----- Given data -----

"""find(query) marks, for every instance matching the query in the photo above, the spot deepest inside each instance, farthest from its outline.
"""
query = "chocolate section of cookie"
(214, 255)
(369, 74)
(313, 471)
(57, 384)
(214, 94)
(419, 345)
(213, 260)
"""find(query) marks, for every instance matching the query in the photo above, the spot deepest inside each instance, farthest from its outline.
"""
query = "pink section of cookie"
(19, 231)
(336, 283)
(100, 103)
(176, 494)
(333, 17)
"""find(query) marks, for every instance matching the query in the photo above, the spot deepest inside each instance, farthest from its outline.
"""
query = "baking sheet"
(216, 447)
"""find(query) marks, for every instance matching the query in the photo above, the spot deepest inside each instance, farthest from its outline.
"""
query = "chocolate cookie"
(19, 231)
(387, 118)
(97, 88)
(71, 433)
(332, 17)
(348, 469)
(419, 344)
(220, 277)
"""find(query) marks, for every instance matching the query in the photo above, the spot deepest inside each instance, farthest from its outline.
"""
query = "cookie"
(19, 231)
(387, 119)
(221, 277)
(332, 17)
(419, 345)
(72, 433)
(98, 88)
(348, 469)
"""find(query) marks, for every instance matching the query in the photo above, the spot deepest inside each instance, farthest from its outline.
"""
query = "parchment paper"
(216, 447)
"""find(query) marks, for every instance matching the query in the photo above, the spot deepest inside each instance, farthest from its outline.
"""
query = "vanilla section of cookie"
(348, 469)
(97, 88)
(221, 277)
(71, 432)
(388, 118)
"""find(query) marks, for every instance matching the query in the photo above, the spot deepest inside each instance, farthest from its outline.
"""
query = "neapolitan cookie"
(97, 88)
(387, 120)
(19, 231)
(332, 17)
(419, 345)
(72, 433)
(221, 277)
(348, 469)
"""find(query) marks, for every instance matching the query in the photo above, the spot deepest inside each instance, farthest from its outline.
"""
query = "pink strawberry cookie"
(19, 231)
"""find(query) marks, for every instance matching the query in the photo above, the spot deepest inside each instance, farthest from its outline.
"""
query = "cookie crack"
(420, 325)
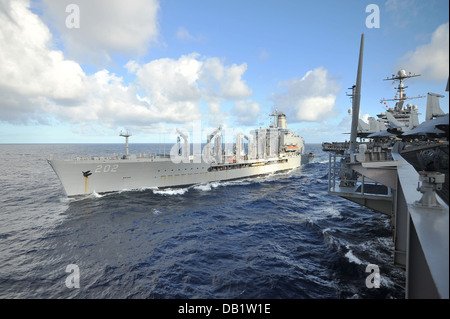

-----

• Set task:
Pick out every one of the lines above that contains the word "section", and copy each of them.

• Written reply:
query = "chocolate section of cookie"
query = "pink section of cookie"
query = "vanilla section of cookie"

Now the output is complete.